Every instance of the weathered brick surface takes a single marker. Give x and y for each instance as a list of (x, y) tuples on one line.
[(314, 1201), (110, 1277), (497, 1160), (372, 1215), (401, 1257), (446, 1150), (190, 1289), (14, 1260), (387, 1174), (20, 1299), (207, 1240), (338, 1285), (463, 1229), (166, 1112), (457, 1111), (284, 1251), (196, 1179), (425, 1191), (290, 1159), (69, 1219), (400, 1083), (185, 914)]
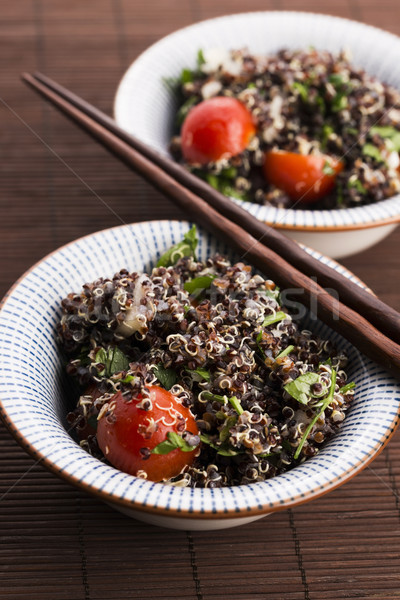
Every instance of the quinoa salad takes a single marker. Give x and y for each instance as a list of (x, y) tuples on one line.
[(304, 102), (195, 374)]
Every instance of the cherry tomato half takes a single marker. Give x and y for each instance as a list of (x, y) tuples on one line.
[(129, 434), (305, 179), (217, 128)]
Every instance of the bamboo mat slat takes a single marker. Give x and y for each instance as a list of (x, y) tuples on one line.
[(55, 542)]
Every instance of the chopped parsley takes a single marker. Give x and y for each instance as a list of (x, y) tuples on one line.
[(300, 388), (199, 283), (167, 377)]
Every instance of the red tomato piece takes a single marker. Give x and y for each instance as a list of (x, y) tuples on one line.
[(305, 179), (217, 128), (129, 433)]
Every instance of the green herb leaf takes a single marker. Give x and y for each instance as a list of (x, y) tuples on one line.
[(356, 184), (327, 169), (336, 80), (285, 352), (167, 377), (184, 109), (199, 283), (339, 102), (186, 247), (200, 58), (203, 373), (325, 404), (303, 90), (224, 433), (113, 359), (372, 151), (214, 397), (391, 136), (346, 388), (300, 388), (173, 442), (206, 439), (236, 404)]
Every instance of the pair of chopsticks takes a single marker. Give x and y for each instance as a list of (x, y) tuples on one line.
[(367, 322)]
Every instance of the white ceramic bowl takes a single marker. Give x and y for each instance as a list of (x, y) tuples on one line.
[(145, 106), (33, 400)]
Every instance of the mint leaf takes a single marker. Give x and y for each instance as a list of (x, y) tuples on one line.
[(167, 377), (270, 320), (390, 134), (186, 247), (276, 318), (118, 361), (300, 388), (200, 58), (224, 433), (303, 90), (327, 169), (186, 76)]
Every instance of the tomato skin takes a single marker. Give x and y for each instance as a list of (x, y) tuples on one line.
[(127, 438), (217, 128), (301, 177)]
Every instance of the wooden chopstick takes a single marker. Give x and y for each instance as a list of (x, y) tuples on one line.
[(379, 314), (343, 319)]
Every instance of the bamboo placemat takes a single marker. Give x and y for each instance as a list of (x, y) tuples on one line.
[(56, 185)]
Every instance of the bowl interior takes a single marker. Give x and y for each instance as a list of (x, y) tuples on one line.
[(34, 394), (147, 111)]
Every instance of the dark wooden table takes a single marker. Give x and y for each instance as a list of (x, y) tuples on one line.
[(57, 543)]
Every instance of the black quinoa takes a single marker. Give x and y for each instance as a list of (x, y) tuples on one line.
[(303, 101), (153, 322)]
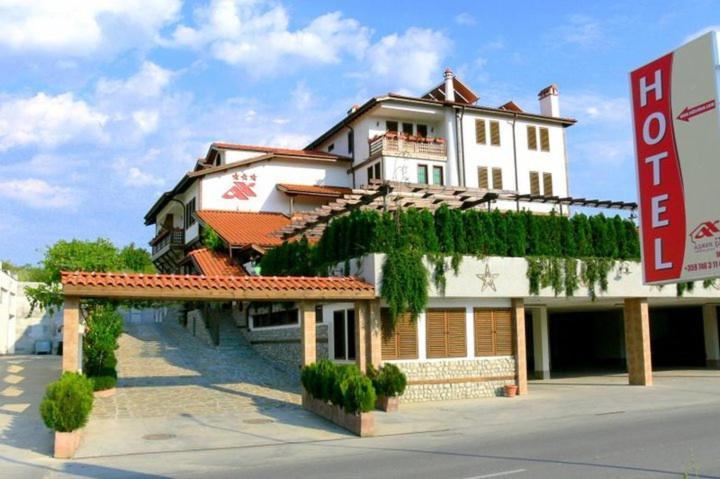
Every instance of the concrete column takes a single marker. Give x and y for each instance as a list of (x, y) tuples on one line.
[(374, 335), (518, 313), (72, 341), (361, 328), (541, 343), (712, 342), (637, 341), (307, 331)]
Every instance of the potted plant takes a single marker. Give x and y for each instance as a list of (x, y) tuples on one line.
[(389, 384), (65, 409)]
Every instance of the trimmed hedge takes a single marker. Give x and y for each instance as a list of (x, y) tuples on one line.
[(67, 403)]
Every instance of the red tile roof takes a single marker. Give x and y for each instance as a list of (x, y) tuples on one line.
[(213, 263), (120, 285), (314, 190), (238, 228)]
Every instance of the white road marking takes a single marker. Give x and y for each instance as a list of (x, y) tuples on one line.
[(497, 474)]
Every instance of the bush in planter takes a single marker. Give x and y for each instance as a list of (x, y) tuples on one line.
[(390, 381), (359, 394), (67, 403)]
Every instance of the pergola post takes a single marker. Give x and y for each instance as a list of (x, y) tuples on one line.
[(72, 340), (361, 327), (307, 328), (637, 341), (374, 335), (518, 316)]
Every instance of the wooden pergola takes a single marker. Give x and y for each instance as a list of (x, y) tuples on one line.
[(304, 290), (391, 195)]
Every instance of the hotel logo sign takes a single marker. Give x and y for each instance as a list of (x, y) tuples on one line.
[(677, 140)]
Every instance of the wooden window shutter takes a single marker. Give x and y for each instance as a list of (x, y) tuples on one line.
[(483, 178), (544, 139), (495, 133), (532, 138), (534, 183), (547, 184), (484, 337), (480, 135), (435, 332), (497, 178)]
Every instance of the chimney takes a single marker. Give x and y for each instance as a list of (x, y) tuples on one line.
[(449, 88), (549, 101)]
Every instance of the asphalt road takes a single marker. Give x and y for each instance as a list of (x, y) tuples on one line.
[(671, 442)]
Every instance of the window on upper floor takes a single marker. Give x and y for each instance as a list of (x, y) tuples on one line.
[(544, 139), (480, 133), (534, 183), (532, 138), (189, 210), (422, 174), (495, 133), (438, 177)]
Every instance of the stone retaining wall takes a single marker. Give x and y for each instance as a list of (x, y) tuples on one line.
[(283, 344), (448, 379)]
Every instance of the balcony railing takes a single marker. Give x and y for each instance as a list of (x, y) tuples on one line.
[(394, 144), (167, 238)]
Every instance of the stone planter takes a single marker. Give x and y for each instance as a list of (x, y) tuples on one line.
[(387, 404), (362, 424), (105, 393), (66, 443)]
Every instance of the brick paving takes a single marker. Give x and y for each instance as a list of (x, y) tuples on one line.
[(164, 371)]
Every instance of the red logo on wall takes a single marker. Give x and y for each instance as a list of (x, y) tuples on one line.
[(242, 188)]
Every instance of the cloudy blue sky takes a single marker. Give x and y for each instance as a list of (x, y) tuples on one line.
[(104, 104)]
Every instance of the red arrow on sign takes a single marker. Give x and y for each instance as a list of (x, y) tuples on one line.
[(690, 112)]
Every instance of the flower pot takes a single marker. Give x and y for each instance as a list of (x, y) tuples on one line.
[(66, 443), (105, 393), (511, 390), (387, 404)]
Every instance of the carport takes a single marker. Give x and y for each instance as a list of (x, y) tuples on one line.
[(78, 286)]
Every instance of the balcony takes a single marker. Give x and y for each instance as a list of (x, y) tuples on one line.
[(394, 144), (167, 240)]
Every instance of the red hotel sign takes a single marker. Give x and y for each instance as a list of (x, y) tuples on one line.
[(677, 142)]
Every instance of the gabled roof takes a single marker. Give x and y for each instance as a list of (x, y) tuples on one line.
[(314, 190), (214, 263), (239, 228)]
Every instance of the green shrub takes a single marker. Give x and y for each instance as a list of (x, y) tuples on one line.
[(67, 403), (358, 394), (390, 381)]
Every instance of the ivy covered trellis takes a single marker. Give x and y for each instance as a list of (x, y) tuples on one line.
[(560, 251)]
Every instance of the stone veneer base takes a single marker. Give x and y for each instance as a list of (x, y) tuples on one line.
[(362, 424)]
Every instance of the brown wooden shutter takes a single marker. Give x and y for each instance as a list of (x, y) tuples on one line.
[(544, 139), (497, 178), (503, 332), (480, 135), (435, 332), (532, 138), (402, 342), (534, 183), (484, 337), (495, 133), (547, 184), (483, 178), (456, 333)]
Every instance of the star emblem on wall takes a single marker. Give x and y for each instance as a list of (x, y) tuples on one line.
[(487, 279)]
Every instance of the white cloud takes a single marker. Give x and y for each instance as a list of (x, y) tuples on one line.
[(256, 35), (81, 27), (48, 121), (38, 193), (701, 32), (410, 61), (466, 19)]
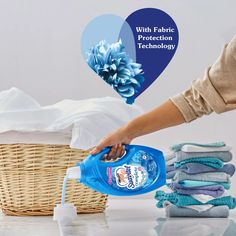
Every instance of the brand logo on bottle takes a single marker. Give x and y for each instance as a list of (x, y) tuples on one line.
[(130, 176)]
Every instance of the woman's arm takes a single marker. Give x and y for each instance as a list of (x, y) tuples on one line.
[(162, 117), (215, 91)]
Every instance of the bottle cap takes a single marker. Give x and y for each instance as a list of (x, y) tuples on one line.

++++++++++++++++++++

## Instructions for the task
Reproduce the data from the line containing "Every instance of the green shrub" through the line containing "[(560, 251)]", and nothing else. Copy every line, with each coordinate in the answers multiplied by 2.4 and rounded to a whole number, halves up.

## Right answer
Every instance of the green shrub takes a single marker. Give x and y for each instance as a list of (x, y) tuples on one line.
[(161, 967), (859, 946), (936, 914)]
Every instance of the ivy covered trellis takes a single marker. Give x and y for each instance as a list of (x, y) tuples on one line.
[(1344, 602)]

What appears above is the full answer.